====== Extracted records ======

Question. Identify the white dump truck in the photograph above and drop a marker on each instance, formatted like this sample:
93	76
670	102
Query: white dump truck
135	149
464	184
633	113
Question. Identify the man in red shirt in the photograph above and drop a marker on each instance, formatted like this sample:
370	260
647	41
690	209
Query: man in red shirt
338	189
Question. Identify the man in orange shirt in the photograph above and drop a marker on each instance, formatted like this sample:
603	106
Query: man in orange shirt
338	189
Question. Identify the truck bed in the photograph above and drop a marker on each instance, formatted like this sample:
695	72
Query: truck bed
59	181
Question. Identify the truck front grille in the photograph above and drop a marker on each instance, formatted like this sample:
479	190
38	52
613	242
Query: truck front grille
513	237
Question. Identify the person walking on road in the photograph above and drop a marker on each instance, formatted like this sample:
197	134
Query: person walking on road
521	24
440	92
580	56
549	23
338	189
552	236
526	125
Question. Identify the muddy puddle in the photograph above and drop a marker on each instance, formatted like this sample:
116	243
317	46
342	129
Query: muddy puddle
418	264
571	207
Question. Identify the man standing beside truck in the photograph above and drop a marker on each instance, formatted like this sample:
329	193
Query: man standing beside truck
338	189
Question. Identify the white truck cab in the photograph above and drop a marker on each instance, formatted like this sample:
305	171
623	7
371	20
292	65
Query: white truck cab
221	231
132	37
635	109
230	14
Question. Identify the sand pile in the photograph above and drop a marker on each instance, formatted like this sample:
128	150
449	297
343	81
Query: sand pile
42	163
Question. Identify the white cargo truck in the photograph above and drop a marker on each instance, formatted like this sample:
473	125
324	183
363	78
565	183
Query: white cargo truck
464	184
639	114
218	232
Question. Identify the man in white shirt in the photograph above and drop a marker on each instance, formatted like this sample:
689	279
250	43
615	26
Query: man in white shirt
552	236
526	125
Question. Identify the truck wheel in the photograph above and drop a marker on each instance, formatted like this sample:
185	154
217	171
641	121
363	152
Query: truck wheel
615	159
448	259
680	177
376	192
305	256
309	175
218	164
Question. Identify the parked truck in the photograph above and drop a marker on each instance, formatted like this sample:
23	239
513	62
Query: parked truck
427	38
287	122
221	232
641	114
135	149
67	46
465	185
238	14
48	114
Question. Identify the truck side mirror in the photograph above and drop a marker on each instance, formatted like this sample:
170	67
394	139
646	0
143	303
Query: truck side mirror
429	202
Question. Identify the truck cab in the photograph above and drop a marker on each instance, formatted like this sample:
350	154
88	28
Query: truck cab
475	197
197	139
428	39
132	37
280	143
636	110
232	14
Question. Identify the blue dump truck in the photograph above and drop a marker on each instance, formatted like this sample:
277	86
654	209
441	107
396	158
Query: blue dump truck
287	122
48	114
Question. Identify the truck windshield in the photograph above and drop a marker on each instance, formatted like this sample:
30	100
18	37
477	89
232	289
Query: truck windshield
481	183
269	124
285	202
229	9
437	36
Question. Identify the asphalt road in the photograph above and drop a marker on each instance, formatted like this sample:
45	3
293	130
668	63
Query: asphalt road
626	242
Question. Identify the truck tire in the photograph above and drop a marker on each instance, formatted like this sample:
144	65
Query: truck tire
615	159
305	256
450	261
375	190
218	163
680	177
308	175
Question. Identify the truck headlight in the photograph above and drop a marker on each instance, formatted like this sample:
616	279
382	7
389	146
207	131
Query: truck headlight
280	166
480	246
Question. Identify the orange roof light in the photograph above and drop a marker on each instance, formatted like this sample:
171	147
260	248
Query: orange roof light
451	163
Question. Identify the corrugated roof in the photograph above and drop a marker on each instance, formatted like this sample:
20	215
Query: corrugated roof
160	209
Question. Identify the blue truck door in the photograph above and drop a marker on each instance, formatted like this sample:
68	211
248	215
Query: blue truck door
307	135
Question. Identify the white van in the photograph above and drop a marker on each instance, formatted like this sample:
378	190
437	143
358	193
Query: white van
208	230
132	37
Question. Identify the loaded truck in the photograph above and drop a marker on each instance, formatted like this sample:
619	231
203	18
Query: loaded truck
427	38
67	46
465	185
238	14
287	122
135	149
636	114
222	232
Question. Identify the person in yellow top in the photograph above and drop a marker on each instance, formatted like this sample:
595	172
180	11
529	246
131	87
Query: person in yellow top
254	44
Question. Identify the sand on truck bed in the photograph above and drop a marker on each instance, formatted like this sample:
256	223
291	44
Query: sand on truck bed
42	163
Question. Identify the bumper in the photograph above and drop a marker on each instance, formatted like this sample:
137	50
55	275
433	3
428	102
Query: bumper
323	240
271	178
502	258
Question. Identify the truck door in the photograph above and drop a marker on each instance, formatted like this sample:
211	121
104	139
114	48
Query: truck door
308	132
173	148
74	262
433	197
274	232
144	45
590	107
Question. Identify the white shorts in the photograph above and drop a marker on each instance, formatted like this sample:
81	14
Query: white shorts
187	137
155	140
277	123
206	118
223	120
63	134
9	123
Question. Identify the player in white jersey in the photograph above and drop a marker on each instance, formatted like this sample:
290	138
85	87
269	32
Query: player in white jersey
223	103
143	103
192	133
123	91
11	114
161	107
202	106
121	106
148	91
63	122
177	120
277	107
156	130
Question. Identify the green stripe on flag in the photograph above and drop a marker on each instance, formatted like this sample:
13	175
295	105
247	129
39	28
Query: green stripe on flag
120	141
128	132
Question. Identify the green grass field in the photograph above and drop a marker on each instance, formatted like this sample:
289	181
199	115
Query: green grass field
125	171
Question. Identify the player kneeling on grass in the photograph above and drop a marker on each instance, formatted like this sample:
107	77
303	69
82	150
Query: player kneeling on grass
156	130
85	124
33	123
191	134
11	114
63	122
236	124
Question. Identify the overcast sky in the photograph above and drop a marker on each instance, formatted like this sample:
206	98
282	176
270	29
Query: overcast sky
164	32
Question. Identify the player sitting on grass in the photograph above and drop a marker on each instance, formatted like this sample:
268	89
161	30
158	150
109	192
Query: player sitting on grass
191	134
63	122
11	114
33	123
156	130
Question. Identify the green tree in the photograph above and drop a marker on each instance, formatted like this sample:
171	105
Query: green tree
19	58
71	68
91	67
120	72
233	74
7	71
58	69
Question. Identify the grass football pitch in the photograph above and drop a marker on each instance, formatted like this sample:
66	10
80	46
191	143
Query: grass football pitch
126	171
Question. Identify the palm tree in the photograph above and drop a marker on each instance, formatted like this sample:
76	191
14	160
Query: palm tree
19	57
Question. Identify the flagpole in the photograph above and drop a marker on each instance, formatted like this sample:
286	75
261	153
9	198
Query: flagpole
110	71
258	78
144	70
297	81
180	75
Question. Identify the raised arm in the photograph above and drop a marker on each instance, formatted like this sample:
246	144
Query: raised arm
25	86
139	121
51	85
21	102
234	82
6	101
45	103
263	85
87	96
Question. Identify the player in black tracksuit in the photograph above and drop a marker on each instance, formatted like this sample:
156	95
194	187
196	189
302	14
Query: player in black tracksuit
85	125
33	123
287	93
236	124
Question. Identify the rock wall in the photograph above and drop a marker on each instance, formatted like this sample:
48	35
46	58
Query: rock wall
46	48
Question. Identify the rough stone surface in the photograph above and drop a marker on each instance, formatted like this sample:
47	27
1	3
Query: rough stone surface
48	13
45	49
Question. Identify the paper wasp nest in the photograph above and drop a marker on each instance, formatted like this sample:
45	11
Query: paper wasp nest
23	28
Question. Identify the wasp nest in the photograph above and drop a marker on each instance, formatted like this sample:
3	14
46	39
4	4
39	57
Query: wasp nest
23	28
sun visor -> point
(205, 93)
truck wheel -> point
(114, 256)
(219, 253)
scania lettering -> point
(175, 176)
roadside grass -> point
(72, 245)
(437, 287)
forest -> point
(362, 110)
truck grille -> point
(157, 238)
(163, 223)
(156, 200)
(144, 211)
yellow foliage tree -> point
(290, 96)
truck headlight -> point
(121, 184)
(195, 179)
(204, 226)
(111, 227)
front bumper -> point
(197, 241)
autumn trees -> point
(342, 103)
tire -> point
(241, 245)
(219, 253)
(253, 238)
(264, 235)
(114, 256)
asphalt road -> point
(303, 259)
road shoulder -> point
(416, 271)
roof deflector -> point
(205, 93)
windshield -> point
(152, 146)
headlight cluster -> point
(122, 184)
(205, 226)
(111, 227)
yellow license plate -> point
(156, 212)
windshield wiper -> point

======

Return a word-for-word copy of the lines above from the one holding "Query: man in white shirt" through the one holding "Question. Identify the truck windshield", with both of them included and nothing besides.

_Solved problem_:
Query: man in white shirt
552	236
526	125
Question. Identify the truck wheel in the photograph above and drop a marker on each instance, formatted like this sample:
185	154
217	171
641	121
363	152
Query: truck wheel
615	159
448	259
680	177
376	192
305	256
309	175
218	164
Question. Identify the parked truck in the photograph above and drop a marker on each instance, formatted like this sample:
23	239
513	62
Query: parked truck
427	38
287	122
221	232
641	114
135	149
67	46
465	185
238	14
48	114
Question. Identify the truck side mirror in the photograph above and drop a marker on each instance, formatted like this sample:
170	67
394	139
646	0
143	303
Query: truck side mirror
429	202
Question. Identify the truck cab in the photograph above and drop a marker on each instance, formatted like this sample:
350	154
88	28
Query: truck cab
475	197
197	139
428	39
132	37
280	143
636	110
232	14
Question. Identify the blue dump truck in the photograph above and drop a marker on each instance, formatted like this sample:
277	86
654	209
441	107
396	158
Query: blue dump truck
287	122
48	114
Question. Identify the truck windshield in the photograph above and drop a marker on each instance, formatted like this sample:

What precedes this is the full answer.